NOTRE VIEUX "BOURGOGNE" DANS LA TOURMENTE

(Souvenirs du Commandant ROUGIER)

Le Bourgogne

La mise en service du " BOURGOGNE ", premier navire armé sous pavillon de la S.F.T.P. au mois de Septembre 1938 a constitué un véritable évènement à l'époque dans le monde des marins. Après des années de récession où tant de navires avaient dû désarmer, laissant sans emploi bon nombre d'Officiers et d’hommes d' équipages, voilà que renaissait un espoir de naviguer sous le pavillon d'un nouvel armement.

Mais beaucoup de marins sans emplois, dans la longue attente décevante, étaient parvenus à se reclasser dans la vie civile. Comment alors recruter à bref délai le personnel qualifié qu’exigeait l’armement des unités entrant en service ?

Les cinq premiers bâtiments de cette nouvelle flotte de 15 000 tonnes chacun devaient être mis en service successivement à des dates assez rapprochées. Il fallait fournir à chaque navire un équipage d'une quarantaine de marins.

**CONSIGNE 1**
Recopiez le passage du document source qui commence par "Le Bourgogne" et s'arrête après "quarantaine de marins.", en substituant "drapeau" à "pavillon".
**CONSIGNE 2**
Relevez dans le document source tous les mots écrits entièrement en lettres capitales, sigles exceptés, chacun une seule fois.
Le matériel qui suit est sans lien avec le document source.

**EXTRAIT DE DONNÉES**
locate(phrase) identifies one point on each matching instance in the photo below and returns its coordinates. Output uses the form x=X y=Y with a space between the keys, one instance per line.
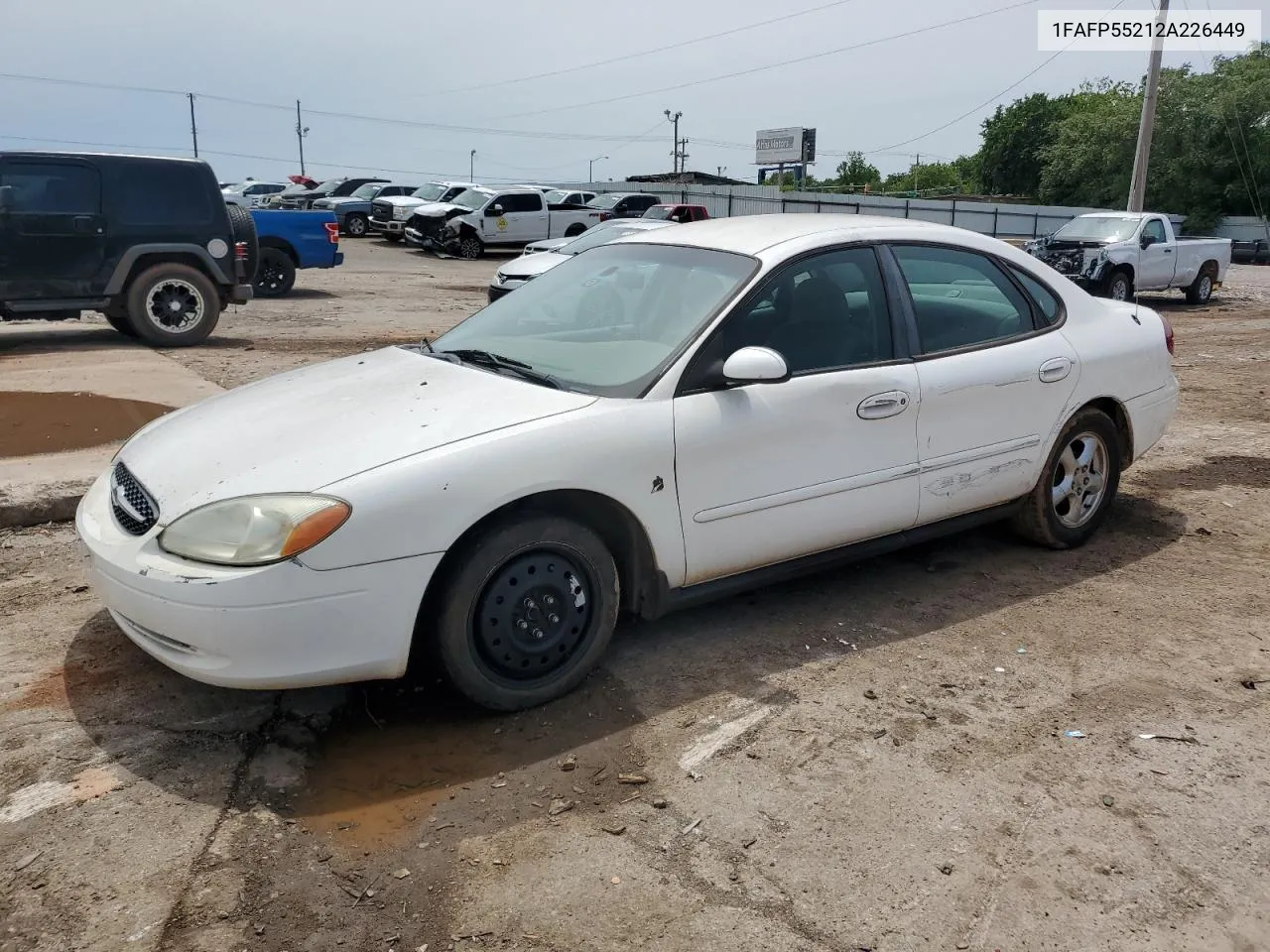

**RÉPONSE COMPLÈTE 1**
Le Bourgogne

La mise en service du " BOURGOGNE ", premier navire armé sous drapeau de la S.F.T.P. au mois de Septembre 1938 a constitué un véritable évènement à l'époque dans le monde des marins. Après des années de récession où tant de navires avaient dû désarmer, laissant sans emploi bon nombre d'Officiers et d’hommes d' équipages, voilà que renaissait un espoir de naviguer sous le drapeau d'un nouvel armement.

Mais beaucoup de marins sans emplois, dans la longue attente décevante, étaient parvenus à se reclasser dans la vie civile. Comment alors recruter à bref délai le personnel qualifié qu’exigeait l’armement des unités entrant en service ?

Les cinq premiers bâtiments de cette nouvelle flotte de 15 000 tonnes chacun devaient être mis en service successivement à des dates assez rapprochées. Il fallait fournir à chaque navire un équipage d'une quarantaine de marins.

**RÉPONSE COMPLÈTE 2**
NOTRE, VIEUX, BOURGOGNE, DANS, LA, TOURMENTE, ROUGIER